**Task description**
Transcribe the entries below exactly.

Stored records
□ □ □ □ □ □ □
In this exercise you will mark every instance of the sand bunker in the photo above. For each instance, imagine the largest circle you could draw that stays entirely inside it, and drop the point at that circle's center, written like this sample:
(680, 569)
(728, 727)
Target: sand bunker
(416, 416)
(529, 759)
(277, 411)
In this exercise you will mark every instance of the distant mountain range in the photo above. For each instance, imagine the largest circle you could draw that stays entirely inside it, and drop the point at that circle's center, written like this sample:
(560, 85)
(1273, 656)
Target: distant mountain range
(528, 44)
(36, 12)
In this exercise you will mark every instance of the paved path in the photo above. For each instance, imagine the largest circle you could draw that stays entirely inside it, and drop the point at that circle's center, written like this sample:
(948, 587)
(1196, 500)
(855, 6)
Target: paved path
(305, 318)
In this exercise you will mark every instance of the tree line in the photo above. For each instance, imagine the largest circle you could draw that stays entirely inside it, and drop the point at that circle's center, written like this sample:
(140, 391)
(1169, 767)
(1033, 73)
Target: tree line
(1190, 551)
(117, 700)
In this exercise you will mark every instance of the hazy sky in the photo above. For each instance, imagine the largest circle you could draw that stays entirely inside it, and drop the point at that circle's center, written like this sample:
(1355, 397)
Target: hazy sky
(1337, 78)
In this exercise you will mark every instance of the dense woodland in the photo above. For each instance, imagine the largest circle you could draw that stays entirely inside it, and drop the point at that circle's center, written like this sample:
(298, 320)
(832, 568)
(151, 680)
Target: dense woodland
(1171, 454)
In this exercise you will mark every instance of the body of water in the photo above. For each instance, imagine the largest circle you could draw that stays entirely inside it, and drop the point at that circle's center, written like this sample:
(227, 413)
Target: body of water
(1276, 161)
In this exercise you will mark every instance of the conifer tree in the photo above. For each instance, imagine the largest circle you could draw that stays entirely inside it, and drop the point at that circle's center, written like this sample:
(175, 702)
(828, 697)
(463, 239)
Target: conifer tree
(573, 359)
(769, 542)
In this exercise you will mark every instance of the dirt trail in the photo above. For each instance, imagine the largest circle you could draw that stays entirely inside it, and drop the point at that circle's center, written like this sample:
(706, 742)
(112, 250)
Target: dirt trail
□ □ □ □ □ □ □
**Response to this task**
In this exercise you will mark every instance of the sand bunker in the photo above. For each instance, imagine the largest circle you could draw that stays entirely inside it, and drop the point at that circle's center, written like this sample:
(680, 569)
(728, 727)
Target: sand bunker
(416, 416)
(529, 759)
(277, 411)
In this exercise you will mark every instance of the distant mountain range in the photo above. For each instance, imagine the largest circle you could draw that stays entirely inside it, and drop the point at that circle's center, written like this sample:
(560, 85)
(1273, 656)
Target: distant mountain range
(528, 44)
(36, 12)
In this exercise you will mark every instance of the paved path in the photo above. For each instance, imagine the largest circle you could draw that stays entirely inside it, and drop the point at that circle's center, written like this sample:
(948, 587)
(1196, 500)
(855, 6)
Target: paved path
(305, 318)
In this exercise you will mark every instance of the tree line in the photo above. For each instance, imagine the largest circle you could draw that stays entirely inside it, and drop the point at that circle's center, written like this sample:
(140, 391)
(1169, 767)
(1033, 73)
Target: tree line
(1190, 551)
(117, 700)
In this exercise you will mark every instance of the hazy sky in the photo above. For each instance, imagine the largest circle you could draw that stays entirely inside it, and drop the point at that circle's center, written like this sample:
(1355, 397)
Target: hazy sky
(1337, 78)
In this exercise you will mark every instance of the dense woodland in the photo above. For each instance, imagine the largest circle you could draw that stays entirely inside it, and drop the point at that circle's center, written like this sample:
(298, 320)
(832, 568)
(151, 680)
Target: dense woodland
(1171, 454)
In this exercise you will mark every instance of the body of water in the photo above. For each instance, imagine the largest circle you could draw that stays entirely inside it, and drop the point at that circle's center, written like this sample:
(227, 413)
Target: body of water
(1276, 161)
In this exercise you will mark every instance of the conifer tree in the photo above. For each instance, imagine the largest circle you could draw that stays entirely inside it, and drop the point at that circle's center, written like this sample:
(175, 702)
(828, 697)
(463, 239)
Target: conifer tree
(573, 359)
(769, 542)
In this exercise you will mark every instance of the dirt trail in the photo above. For each instance, imagine the largest circle you could draw that stays entirely inside it, and drop the point at that circle's center, written like this sample:
(706, 742)
(112, 250)
Target: dirt trail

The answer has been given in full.